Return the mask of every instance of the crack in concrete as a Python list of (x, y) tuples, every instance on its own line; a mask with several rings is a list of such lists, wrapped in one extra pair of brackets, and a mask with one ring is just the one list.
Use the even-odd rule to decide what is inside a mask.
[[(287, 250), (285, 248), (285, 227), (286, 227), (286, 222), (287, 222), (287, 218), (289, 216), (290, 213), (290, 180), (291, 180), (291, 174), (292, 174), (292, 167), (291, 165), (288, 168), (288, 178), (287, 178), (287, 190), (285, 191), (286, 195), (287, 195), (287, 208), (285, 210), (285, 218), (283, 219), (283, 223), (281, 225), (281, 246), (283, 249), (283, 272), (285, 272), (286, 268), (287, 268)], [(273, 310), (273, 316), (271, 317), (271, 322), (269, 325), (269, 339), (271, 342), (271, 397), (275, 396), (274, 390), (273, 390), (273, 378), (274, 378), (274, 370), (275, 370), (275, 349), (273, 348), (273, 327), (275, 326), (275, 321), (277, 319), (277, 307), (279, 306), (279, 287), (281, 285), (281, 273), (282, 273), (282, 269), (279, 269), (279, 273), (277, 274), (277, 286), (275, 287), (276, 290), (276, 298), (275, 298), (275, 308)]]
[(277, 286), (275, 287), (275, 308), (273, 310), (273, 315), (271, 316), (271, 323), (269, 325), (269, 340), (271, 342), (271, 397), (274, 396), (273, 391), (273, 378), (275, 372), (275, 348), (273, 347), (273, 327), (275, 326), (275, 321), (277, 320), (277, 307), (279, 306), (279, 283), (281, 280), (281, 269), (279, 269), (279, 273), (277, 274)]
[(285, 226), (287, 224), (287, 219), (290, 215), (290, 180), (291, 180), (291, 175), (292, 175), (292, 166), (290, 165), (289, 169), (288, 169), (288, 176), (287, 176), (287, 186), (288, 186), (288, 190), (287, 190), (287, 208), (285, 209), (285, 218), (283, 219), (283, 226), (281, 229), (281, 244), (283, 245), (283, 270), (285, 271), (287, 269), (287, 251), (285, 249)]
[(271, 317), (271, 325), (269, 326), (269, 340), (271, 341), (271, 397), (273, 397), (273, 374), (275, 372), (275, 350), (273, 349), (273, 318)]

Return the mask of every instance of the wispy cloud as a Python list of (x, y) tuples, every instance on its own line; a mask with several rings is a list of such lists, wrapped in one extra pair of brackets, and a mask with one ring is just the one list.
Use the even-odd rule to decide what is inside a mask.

----------

## Problem details
Begin at the line containing "Return the mask of every instance of the wispy" and reproduce each line through the end of the records above.

## Expected answer
Return the mask of every instance of the wispy cloud as a Python list of (x, y) tuples, every instance on its own line; a mask with several rings is a list of such lists, wrapped in one extra pair of brackets, and a mask with one ring is just the one list.
Use the even-odd rule to decide what is inside a mask.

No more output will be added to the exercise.